> [本文抜粋]:
180°SOUTH

 1960年代の初め、イヴォン・シュイナードは評判のいい登山道具を作っていた。初めは趣味でやっていたものだが、やがて仲間を集めて工房を作るまでになる。ある日、友人のダグ・トンプキンスが、南米パタゴニア地方の山に登らないかと、イヴォンを誘いにやってくる。2週間後、二人はサーフボードと登山道具と、旅の記録のための16ミリカメラとを中古のバンに載せ、南米パタゴニアを目指して旅に出たのだった。

 ・・・それから40年の時が流れ、ジェフ・ジョンソンという青年が、イヴォンとダグの旅の記録映像を見て衝撃を受け、自分も彼らの旅を追体験しようと考えた。サーフィンと登山を愛する彼は、メキシコからパタゴニア行きのヨットに乗り込み、パタゴニアのコルコバド山を目指すことにした。しかし出港して1ヶ月が過ぎた頃、船はマストが折れるというアクシデントに見舞われてしまう。そこで急遽、近くのイースター島に寄って船を修理することになる。その時ジェフは、島でサーフィンのインストラクターをしているマコヘという女性と知り合う。ようやく修理が終わり、島を出る時にはマコヘもクルーに加わり、一緒にパタゴニアを目指す運びとなり、メキシコを出発してから124日目、ついにパタゴニアへ到着。ジェフは連絡していたイヴォンとも合流した。はたしてジェフ、イヴォン達は、コルコバド山登頂を果たせるのか・・・。

> [データ抜粋]:

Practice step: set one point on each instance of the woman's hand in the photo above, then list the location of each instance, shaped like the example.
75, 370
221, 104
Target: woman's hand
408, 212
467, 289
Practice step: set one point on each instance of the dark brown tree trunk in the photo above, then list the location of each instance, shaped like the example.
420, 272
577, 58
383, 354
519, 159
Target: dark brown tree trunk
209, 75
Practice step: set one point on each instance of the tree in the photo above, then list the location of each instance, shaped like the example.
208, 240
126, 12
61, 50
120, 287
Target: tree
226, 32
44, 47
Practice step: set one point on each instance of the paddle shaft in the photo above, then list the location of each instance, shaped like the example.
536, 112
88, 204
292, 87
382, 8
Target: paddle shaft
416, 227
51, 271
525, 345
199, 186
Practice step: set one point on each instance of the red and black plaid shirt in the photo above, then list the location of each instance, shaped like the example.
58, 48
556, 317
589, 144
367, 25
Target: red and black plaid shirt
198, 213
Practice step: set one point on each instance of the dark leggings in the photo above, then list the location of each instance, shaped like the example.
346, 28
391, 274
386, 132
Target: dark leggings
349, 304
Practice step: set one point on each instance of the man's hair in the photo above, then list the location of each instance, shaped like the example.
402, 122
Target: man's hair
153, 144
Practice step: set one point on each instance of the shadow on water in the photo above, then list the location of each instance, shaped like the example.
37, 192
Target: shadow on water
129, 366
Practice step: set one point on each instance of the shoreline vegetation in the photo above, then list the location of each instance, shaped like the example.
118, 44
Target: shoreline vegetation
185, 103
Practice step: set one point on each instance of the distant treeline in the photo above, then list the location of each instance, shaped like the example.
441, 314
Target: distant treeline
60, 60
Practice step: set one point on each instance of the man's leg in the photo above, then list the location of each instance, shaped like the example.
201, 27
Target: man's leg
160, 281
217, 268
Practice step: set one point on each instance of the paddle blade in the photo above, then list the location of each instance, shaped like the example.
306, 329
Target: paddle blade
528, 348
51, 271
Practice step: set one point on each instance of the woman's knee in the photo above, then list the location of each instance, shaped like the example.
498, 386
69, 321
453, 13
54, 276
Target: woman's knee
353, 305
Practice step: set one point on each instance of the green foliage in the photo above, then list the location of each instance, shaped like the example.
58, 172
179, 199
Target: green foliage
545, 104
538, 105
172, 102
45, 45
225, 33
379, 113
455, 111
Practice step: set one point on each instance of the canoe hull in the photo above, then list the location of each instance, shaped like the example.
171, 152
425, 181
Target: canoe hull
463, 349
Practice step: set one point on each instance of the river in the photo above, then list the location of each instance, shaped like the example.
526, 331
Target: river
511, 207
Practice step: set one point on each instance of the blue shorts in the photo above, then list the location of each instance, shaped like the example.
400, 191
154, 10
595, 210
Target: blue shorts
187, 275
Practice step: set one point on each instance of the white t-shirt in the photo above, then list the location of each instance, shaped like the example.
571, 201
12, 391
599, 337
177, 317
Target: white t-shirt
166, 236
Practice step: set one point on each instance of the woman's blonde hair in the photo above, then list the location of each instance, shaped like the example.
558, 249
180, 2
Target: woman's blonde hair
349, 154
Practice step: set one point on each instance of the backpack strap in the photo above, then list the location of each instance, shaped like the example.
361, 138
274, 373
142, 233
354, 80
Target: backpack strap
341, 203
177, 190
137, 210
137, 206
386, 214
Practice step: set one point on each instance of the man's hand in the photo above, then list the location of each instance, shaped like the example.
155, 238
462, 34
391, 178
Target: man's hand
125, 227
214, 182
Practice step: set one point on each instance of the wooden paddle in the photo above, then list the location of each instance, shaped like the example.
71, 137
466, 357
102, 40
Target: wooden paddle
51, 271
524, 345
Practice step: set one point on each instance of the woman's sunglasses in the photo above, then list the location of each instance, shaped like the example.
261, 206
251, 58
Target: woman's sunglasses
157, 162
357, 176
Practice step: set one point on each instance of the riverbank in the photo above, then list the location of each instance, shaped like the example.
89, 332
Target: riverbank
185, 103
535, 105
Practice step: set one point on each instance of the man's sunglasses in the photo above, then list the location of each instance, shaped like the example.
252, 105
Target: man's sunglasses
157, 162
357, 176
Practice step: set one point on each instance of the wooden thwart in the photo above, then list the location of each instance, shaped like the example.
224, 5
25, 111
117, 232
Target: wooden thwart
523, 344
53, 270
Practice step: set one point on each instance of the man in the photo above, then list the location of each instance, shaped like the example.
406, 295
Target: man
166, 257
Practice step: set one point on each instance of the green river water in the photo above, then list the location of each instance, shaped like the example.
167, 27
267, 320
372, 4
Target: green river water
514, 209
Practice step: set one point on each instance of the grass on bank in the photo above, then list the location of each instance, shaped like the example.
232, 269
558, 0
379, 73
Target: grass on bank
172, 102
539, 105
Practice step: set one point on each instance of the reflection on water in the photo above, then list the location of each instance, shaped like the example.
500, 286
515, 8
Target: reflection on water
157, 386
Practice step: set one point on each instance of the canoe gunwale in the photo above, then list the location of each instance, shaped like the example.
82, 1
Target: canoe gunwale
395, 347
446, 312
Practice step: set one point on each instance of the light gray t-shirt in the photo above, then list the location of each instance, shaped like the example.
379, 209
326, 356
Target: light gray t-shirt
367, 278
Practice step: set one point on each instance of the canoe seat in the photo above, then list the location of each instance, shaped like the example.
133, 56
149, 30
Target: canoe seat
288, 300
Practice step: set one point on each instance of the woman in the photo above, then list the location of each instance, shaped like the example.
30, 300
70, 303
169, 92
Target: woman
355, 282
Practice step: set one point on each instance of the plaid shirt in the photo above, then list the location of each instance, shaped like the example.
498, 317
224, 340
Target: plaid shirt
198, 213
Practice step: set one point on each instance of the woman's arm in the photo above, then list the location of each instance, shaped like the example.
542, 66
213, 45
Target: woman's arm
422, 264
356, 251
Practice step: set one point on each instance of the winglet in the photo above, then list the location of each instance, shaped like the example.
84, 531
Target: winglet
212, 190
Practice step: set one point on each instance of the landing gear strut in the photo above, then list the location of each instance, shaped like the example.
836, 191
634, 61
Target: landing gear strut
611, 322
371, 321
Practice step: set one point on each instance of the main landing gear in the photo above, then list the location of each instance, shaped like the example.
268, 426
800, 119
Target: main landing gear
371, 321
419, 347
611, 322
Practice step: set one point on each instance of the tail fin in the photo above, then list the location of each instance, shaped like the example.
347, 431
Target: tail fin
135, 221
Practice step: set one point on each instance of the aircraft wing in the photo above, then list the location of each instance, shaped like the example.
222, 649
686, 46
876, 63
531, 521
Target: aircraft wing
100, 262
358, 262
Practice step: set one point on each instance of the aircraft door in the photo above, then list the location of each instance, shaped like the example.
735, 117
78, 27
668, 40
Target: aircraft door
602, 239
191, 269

> [目標 A]: 「180°SOUTH」の本文のうち、「1960年代の初め、イヴォン」から始まり「を目指して旅に出たのだった。」までの部分を、「登山道具」を「クライミング用具」に差し替えたうえで書き直してください。
> [目標 B]: 「180°SOUTH」の本文の最後の文の後から、その続きを書いてください。

> [想定解答 A]:
1960年代の初め、イヴォン・シュイナードは評判のいいクライミング用具を作っていた。初めは趣味でやっていたものだが、やがて仲間を集めて工房を作るまでになる。ある日、友人のダグ・トンプキンスが、南米パタゴニア地方の山に登らないかと、イヴォンを誘いにやってくる。2週間後、二人はサーフボードとクライミング用具と、旅の記録のための16ミリカメラとを中古のバンに載せ、南米パタゴニアを目指して旅に出たのだった。

> [想定解答 B]:
 パタゴニアへの旅ということで、自分の思い入れもひとしおだった。サーフィンの映像も綺麗な映画。後半、イヴォンやダグが、環境問題に触れて説教臭くなっているんじゃないかと感じる人もいるだろうか。けれどそうしたことも、現代人として普通に自分のこととして感じていたいことなのだ。

 イヴォンに言わせれば、「シンプルに暮らすことほど難しいものはない 世の中のほとんどの問題は方向転換すれば解決する 欠陥のあるシステムを維持する必要はない」のだから。

 映画を見ていて、パタゴニアへの旅を実行できるジェフを羨ましく思ったのはもちろんだけれど、同様に、ジェフにインスパイアーを与え、最後はジェフの登山にも同行するイヴォン・シュイナードという人が、とても魅力的に感じ、あぁいう大人になりたいなぁと、思ったのだった。

 クリス・マロイ監督作品。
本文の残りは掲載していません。